Although the entries contain pictures, only their words should be duplicated exactly.

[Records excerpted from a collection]
※ ※ ※
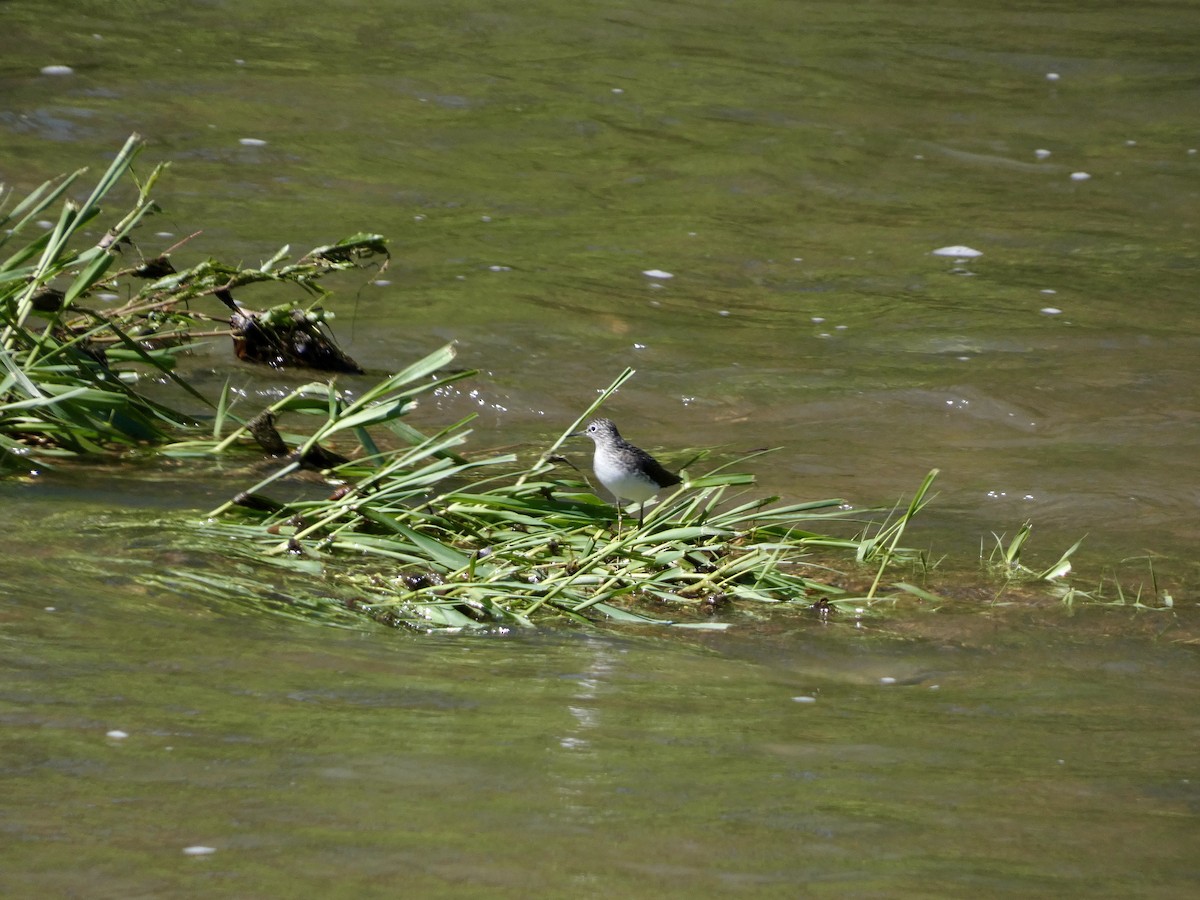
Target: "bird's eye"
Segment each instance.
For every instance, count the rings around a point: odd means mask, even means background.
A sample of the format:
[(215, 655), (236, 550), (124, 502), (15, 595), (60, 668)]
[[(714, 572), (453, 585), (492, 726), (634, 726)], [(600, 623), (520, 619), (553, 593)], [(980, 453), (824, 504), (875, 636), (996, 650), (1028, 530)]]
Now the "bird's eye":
※ ※ ※
Written reply:
Target: "bird's eye"
Segment each instance.
For every instance, count the rings around a point: odd means mask, even means background.
A sample of the format:
[(215, 655), (236, 550), (124, 502), (15, 595), (60, 668)]
[[(714, 572), (453, 585), (492, 726), (634, 726)], [(600, 623), (520, 619), (553, 593)], [(980, 453), (824, 504), (875, 636), (996, 650), (1028, 530)]]
Now the "bird's eye":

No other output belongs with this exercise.